Task to carry out: Every line from the one with "of the goat's" to the end of the data needs to be copied exactly, and no line before it.

-- begin Record list --

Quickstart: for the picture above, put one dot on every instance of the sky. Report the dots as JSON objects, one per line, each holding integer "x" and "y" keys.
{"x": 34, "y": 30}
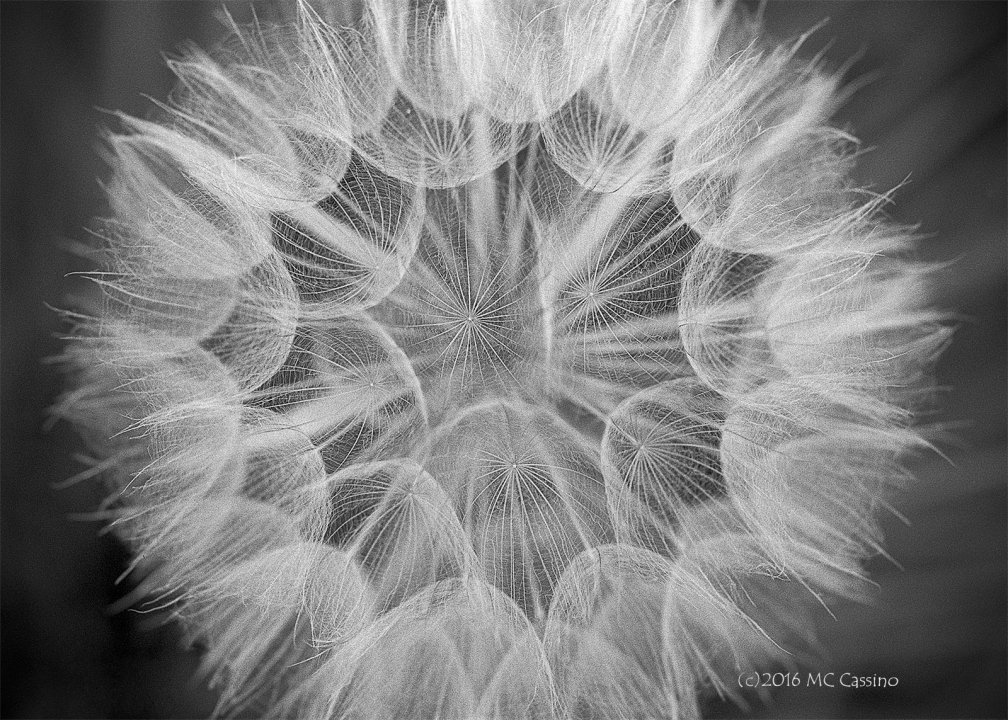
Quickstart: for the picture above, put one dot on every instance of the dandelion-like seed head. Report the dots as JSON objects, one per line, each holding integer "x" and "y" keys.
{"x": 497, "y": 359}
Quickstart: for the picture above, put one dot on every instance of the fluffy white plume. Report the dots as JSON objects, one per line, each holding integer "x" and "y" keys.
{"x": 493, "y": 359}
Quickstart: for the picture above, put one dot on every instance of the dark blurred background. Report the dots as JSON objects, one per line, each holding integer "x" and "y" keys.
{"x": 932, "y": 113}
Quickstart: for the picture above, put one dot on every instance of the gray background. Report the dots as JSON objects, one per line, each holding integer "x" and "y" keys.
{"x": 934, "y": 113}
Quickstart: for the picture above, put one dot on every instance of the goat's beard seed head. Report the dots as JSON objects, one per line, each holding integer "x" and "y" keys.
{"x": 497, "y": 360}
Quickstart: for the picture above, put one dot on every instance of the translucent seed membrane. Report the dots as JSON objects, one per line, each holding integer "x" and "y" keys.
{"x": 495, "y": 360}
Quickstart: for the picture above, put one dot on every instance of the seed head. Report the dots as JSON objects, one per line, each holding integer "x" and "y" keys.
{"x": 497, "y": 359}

-- end Record list --

In response:
Quickstart: for the picture above, put one dot on every instance of the goat's beard seed head. Report the dots as JSON objects, one per line, each holding integer "x" and "y" keys.
{"x": 497, "y": 360}
Quickstart: for the picture above, put one dot on every instance of the translucent seed membrane. Report the dots as JSON objects, one per line, each holding integer "x" and "y" keys.
{"x": 495, "y": 360}
Quickstart: for the picture above, put one dot on every instance of the seed head. Report the dots as JSON objects, one per line, each holding integer "x" and "y" keys.
{"x": 497, "y": 359}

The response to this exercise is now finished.